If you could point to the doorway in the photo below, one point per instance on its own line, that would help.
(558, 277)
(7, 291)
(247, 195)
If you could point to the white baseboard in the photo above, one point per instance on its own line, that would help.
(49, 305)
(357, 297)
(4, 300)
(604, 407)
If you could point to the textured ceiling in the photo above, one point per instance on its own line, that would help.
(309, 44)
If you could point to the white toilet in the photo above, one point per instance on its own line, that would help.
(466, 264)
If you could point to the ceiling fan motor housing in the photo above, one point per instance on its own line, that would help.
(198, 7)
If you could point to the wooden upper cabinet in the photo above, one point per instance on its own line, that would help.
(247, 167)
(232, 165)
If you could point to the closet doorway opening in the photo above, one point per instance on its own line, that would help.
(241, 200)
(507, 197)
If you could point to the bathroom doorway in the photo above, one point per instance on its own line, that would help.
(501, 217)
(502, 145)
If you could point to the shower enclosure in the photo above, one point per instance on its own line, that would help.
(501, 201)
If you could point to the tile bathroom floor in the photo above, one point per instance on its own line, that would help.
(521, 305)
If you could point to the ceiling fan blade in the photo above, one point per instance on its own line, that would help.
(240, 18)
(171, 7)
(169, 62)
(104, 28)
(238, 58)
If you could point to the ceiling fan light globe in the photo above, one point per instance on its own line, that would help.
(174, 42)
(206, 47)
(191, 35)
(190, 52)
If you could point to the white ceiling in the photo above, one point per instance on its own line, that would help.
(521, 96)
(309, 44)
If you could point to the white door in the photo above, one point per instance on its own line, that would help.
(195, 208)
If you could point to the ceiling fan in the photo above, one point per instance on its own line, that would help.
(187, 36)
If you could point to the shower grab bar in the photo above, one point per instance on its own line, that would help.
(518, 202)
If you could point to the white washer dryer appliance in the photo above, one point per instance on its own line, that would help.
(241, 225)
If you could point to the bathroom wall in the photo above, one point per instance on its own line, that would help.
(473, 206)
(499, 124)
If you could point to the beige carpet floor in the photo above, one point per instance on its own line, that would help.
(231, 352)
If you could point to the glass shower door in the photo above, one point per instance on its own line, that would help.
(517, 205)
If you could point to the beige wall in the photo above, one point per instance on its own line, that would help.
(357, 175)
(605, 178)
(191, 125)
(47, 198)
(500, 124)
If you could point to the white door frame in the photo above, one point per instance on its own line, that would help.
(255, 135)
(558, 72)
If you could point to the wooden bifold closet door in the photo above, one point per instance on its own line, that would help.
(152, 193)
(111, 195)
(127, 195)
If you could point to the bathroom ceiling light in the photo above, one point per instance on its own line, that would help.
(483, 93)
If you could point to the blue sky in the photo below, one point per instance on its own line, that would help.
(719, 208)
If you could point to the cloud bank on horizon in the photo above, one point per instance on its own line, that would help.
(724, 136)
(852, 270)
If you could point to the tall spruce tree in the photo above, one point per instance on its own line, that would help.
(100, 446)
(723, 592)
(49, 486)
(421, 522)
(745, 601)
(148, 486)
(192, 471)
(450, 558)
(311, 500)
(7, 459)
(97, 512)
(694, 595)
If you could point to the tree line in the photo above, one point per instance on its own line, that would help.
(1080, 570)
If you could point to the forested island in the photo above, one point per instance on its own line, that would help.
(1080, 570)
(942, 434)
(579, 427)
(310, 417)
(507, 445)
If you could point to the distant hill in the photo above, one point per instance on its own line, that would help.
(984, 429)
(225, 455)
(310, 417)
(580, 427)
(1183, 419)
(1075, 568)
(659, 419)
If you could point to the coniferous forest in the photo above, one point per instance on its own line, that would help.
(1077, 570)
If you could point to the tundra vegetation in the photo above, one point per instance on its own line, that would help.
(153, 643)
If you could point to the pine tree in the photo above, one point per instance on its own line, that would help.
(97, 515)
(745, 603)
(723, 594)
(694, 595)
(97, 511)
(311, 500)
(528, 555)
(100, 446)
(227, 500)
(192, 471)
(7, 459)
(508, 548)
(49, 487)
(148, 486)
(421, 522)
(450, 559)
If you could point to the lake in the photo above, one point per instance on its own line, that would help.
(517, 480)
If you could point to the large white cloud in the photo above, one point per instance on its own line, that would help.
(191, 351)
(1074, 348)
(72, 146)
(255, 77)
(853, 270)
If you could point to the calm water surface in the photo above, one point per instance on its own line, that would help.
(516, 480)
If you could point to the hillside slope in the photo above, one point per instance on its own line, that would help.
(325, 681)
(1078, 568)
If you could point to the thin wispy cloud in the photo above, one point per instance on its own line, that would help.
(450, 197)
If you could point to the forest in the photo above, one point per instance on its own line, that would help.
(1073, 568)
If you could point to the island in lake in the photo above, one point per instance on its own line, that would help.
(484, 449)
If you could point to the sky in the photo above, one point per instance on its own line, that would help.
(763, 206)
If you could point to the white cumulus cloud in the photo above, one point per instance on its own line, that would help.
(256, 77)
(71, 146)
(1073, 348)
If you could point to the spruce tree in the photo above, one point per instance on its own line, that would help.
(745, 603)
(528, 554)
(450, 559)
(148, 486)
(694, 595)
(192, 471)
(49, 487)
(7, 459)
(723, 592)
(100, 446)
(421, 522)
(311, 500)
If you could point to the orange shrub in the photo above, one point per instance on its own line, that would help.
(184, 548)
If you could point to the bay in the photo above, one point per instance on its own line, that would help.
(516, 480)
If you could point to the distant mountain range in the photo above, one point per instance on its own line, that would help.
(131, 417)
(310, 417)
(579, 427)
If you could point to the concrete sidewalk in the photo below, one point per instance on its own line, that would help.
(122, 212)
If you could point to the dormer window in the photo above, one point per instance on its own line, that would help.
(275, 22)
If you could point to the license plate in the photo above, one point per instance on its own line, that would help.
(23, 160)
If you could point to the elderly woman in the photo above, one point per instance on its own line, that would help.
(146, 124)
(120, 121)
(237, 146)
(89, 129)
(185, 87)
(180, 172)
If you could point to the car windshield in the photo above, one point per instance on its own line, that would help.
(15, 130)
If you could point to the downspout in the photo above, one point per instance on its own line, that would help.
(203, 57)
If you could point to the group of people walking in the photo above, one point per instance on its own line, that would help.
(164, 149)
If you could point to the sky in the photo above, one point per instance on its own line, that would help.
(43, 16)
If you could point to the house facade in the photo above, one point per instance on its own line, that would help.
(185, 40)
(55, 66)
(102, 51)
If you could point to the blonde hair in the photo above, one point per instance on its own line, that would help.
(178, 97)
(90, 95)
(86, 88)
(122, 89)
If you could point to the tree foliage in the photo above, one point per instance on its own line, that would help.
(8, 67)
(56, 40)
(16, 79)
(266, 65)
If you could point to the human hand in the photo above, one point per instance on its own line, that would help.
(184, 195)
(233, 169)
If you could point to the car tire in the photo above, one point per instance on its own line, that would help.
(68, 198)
- - - - - - -
Faithfully transcribe the whole of the data.

### [Result below]
If you could point to the doorway in the photo below, one point per instance on its own line, that would help.
(558, 277)
(7, 291)
(247, 195)
If you could point to the white baseboard in the photo above, one point per instance on its own line, that would help.
(49, 305)
(357, 297)
(4, 300)
(604, 407)
If you could point to the textured ceiling in the photo above, one point per instance on its own line, that would help.
(309, 44)
If you could point to the white toilet in the photo above, one point per instance on its own line, that would help.
(466, 264)
If you could point to the ceiling fan motor housing in the photo above, one point per instance on its own line, that would help.
(198, 7)
If you could point to the wooden upper cabinet in the photo above, one point per instance on its own line, that would help.
(247, 167)
(232, 165)
If you could point to the closet doorway opening in the photo above, one point per instance on its own line, that would help.
(241, 200)
(507, 197)
If you could point to the bathroom doorway in the photo above, one point per instance on its own line, that would help.
(501, 217)
(502, 145)
If you could point to the shower enclosure in the photo above, one point per instance on its own line, that would help.
(501, 201)
If you could point to the tile bathroom floor in the photo above, one point per instance on its own line, that would help.
(521, 305)
If you could point to the ceiling fan blade in the photo above, one point per instance on its own line, that would help.
(240, 18)
(171, 7)
(169, 62)
(104, 28)
(238, 58)
If you could point to the ceiling fan light globe in the photo above, one point per instance on its own line, that would help.
(174, 42)
(206, 47)
(191, 35)
(190, 52)
If you could point to the white ceiling in the photo above, one point per instance on its own line, that would help.
(521, 96)
(309, 44)
If you could point to the white door in the photo above, one point per instance on its own line, that would help.
(195, 208)
If you could point to the ceiling fan in the photo above, one point per instance on its own line, that would help.
(187, 36)
If you could point to the shower grab bar in the photo above, one point per instance on its own line, that would help.
(518, 202)
If you could point to the white washer dryer appliance in the photo above, one point per instance on its own line, that would help.
(241, 225)
If you could point to the bathroom wall in the photo above, one point per instance on its own line, that would help.
(473, 206)
(499, 124)
If you could point to the beige carpet floor in the photo above, one point per instance on its own line, that would help.
(231, 352)
If you could point to the glass shower door in the photo above, one point per instance on its own line, that would help.
(517, 205)
If you could point to the beige wall in the photo above, one point per instance on its own line, that would help.
(357, 175)
(605, 178)
(191, 125)
(47, 198)
(500, 124)
If you could point to the white door frame in the photo above, one point per instance on its own line, that would help.
(255, 135)
(558, 72)
If you could point to the wooden bifold closet door in the photo above, one point per instance on its own line, that would help.
(152, 193)
(111, 195)
(127, 195)
If you could point to the bathroom ceiling light in the photo above, one point per instance on its own line, that would help.
(483, 93)
If you could point to the blue sky in the photo below, one point per instance on its own line, that would help.
(719, 208)
If you could point to the cloud bank on horizon in the photo above, one point per instance on its own line, that would help.
(724, 136)
(852, 270)
If you could point to the tall spruce tree in the photo above, one point per instance on its own line, that would help.
(100, 446)
(723, 592)
(49, 486)
(421, 522)
(745, 601)
(148, 486)
(192, 471)
(450, 558)
(311, 500)
(7, 459)
(97, 512)
(694, 595)
If you could point to the tree line in the photo above, one point per instance on its own line, that would help.
(1080, 570)
If you could point to the forested island in the photo above, one point per instance on its own line, that would help.
(1080, 570)
(942, 434)
(579, 427)
(310, 417)
(507, 445)
If you could point to the distant hill in the photo above, one point per instance on its own line, that would help.
(984, 429)
(225, 455)
(310, 417)
(580, 427)
(1183, 419)
(1075, 568)
(659, 419)
If you could point to the coniferous forest in the photo above, one point per instance on its own line, that would help.
(1077, 570)
If you could point to the tundra vegetation in the photo above, one point per instance on its own line, that would help.
(153, 643)
If you could point to the pine tree in the photo above, one point per instance on its own line, that would help.
(97, 515)
(745, 603)
(723, 594)
(694, 595)
(97, 511)
(311, 500)
(528, 555)
(100, 446)
(227, 500)
(192, 471)
(7, 459)
(508, 548)
(49, 487)
(148, 486)
(421, 522)
(450, 559)
If you could point to the lake in the photo above, one point per instance on its own line, that would help.
(517, 480)
If you could point to the large white cloud in the photo above, one point per instance on its own line, that would help.
(191, 351)
(1074, 348)
(72, 146)
(255, 77)
(853, 270)
If you could point to the calm water surface in the photo above, one point per instance on its own line, that would help.
(516, 480)
If you could point to the hillside slope in the photo above, one point per instance on its own line, that would help.
(325, 681)
(1078, 568)
If you could point to the thin wispy cloud in the photo above, one point per instance on its own line, that would help.
(450, 197)
If you could point to the forest in the photo above, one point per instance on its own line, that would help.
(1073, 568)
If you could point to the island in lake in the photo above, one point per instance on its own line, that would help.
(484, 449)
If you could point to the sky in the photo above, one point per instance on its own line, that would help.
(763, 206)
If you could point to the white cumulus cloud in the photo above, one point per instance on its own line, that would help.
(256, 77)
(71, 146)
(1073, 348)
If you could point to the spruce tree in the photo above, one point per instance on its own line, that would help.
(745, 603)
(528, 554)
(450, 559)
(148, 486)
(694, 595)
(192, 471)
(49, 487)
(7, 459)
(723, 592)
(100, 446)
(421, 522)
(311, 500)
If you could point to the orange shrub in the photo above, one point per instance on its own line, that would help.
(184, 548)
If you could point to the bay in the photo above, one point per instance on its own line, that would help.
(516, 480)
If you could point to the distant mountain range in the photo above, one point per instance on its own line, that would help.
(131, 417)
(310, 417)
(579, 427)
If you could point to the concrete sidewalk in the photo below, one point per instance on its own line, that would help.
(122, 212)
If you could point to the dormer window in the photo above, one point per instance on its own line, that would help.
(275, 22)
If you could point to the license plate in the photo above, one point per instance on its own line, that would help.
(23, 160)
If you could point to the elderly woman in the photo above, one point per instance on its own line, that would help.
(146, 124)
(120, 121)
(237, 146)
(89, 129)
(185, 87)
(180, 172)
If you could point to the car windshield in the photo above, one point per instance on its own line, that would help.
(15, 130)
If you could point to the downspout in the photo above, one point per instance on its own line, that would help.
(203, 57)
If you could point to the group of people walking in the photo above, one point per instance on its own line, that would help.
(164, 149)
If you could point to the sky in the photo above, one point per instance on its own line, that would help.
(43, 16)
If you could point to the house facade in the photo above, one point per instance on its own line, that would help.
(185, 40)
(55, 66)
(102, 51)
If you could point to the blonde hair in the photo above, one point per instance on its own line, that would help.
(178, 97)
(90, 95)
(86, 88)
(122, 89)
If you could point to the tree foliage in the photo above, one point per instance on its own line, that would help.
(8, 67)
(56, 40)
(16, 79)
(266, 65)
If you could point to the human hand in the photo above, one point per instance on its own line, that would help.
(184, 195)
(233, 169)
If you could point to the car tire in the photo above, one point per instance on its own line, that would help.
(68, 198)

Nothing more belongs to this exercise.